---------- STUDY TEXT

Finally, I’d like to point out that this sort of DDA texture mapping is display-hardware dependent, because the bitmap for each image must be compatible with the number of bits per pixel in the destination. That’s actually a fairly serious issue. One of the nice things about X-Sharp’s polygon orientation is that, until now, the only display dependent part of X-Sharp has been the transformation from RGB color space to the adapter’s color space. Compensation for aspect ratio, resolution, and the like all happens automatically in the course of projection. Still, we need the ability to display detailed surfaces, and it’s hard to conceive of a fast way to do so that’s totally hardware independent. (If you know of one, let me know care of the publisher.)

--------------------
---------- RECORDS SUPPLIED

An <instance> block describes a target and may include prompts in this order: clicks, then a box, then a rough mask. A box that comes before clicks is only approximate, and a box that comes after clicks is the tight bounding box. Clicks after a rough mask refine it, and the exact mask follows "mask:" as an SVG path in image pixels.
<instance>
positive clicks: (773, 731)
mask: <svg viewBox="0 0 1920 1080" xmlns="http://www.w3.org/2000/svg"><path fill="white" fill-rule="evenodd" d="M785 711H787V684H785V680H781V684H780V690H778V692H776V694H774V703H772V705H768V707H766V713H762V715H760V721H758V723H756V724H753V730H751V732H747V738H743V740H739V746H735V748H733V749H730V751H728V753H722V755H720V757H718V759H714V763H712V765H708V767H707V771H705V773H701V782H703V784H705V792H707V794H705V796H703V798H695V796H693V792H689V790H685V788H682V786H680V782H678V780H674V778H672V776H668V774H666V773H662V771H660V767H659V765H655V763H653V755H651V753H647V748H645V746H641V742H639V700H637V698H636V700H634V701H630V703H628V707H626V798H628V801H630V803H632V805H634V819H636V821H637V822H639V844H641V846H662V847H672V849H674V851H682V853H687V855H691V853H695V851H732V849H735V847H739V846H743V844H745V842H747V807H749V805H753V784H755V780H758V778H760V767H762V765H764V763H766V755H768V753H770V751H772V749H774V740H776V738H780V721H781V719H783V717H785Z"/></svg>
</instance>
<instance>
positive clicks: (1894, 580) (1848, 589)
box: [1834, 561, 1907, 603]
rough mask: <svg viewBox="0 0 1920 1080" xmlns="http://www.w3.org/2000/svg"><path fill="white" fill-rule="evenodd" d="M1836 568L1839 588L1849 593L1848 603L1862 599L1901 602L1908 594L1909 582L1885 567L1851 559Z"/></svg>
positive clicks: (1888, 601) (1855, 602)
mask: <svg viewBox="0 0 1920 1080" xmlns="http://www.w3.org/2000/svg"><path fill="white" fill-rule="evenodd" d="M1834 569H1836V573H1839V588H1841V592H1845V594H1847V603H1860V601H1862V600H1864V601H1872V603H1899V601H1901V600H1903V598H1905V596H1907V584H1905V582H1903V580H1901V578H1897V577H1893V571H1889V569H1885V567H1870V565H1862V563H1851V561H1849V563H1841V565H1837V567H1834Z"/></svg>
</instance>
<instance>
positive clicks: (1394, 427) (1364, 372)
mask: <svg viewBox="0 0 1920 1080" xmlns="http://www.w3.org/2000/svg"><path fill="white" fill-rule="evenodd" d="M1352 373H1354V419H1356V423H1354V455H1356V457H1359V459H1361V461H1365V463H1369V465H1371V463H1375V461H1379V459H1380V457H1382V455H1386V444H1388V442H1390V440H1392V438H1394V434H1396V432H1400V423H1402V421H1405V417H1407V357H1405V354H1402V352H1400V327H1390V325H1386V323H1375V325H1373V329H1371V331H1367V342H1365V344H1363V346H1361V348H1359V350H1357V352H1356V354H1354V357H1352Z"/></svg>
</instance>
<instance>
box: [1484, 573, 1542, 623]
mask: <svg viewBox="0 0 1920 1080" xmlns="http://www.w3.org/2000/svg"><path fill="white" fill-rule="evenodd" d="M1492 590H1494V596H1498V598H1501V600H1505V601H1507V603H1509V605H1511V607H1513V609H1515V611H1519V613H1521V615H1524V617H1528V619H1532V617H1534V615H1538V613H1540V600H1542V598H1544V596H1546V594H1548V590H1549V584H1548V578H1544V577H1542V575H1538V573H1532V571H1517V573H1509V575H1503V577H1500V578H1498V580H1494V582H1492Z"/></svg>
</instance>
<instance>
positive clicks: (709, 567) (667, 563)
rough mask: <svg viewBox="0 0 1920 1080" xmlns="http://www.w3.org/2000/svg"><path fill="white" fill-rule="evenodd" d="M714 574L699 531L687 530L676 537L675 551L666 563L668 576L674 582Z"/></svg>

--------------------

_TASK SET:_
• A. In the passage on DDA texture mapping, substitute "pixel map" for "bitmap" in everything from "Finally, I’d like" down to "of the publisher.)".
• B. Proceed with the passage on DDA texture mapping, picking up after its final sentence.

_NUMBERED RESPONSES:_
• A.
Finally, I’d like to point out that this sort of DDA texture mapping is display-hardware dependent, because the pixel map for each image must be compatible with the number of bits per pixel in the destination. That’s actually a fairly serious issue. One of the nice things about X-Sharp’s polygon orientation is that, until now, the only display dependent part of X-Sharp has been the transformation from RGB color space to the adapter’s color space. Compensation for aspect ratio, resolution, and the like all happens automatically in the course of projection. Still, we need the ability to display detailed surfaces, and it’s hard to conceive of a fast way to do so that’s totally hardware independent. (If you know of one, let me know care of the publisher.)

• B.
For now, all we need is fast texture mapping of adequate quality, which the straightforward, non-antialiased DDA approach supplies. I’m sure there are many other fast approaches, and, as I’ve said, there are more accurate approaches, but DDA texture mapping works well, given the constraints of the PC’s horsepower. Next, we’ll look at code that performs DDA texture mapping. First, though, I’d like to take a moment to thank Jim Kent, author of Autodesk Animator and a frequent correspondent, for getting me started with the DDA approach.
As you might expect, I’ve implemented DDA texture mapping in X-Sharp, and the changes are reflected in the X-Sharp archive in this chapter’s subdirectory on the listings disk. Listing 56.1 shows the new header file entries, and Listing 56.2 shows the actual texture-mapped polygon drawer. The set-pixel routine that Listing 56.2 calls is a slight modification of the Mode X set-pixel routine from Chapter 47. In addition, INITBALL.C has been modified to create three texture-mapped polygons and define the texture bitmaps, and modifications have been made to allow the user to flip the axis of rotation. You will of course need the complete X-Sharp library to see texture mapping in action, but Listings 56.1 and 56.2 are the actual texture mapping code in its entirety.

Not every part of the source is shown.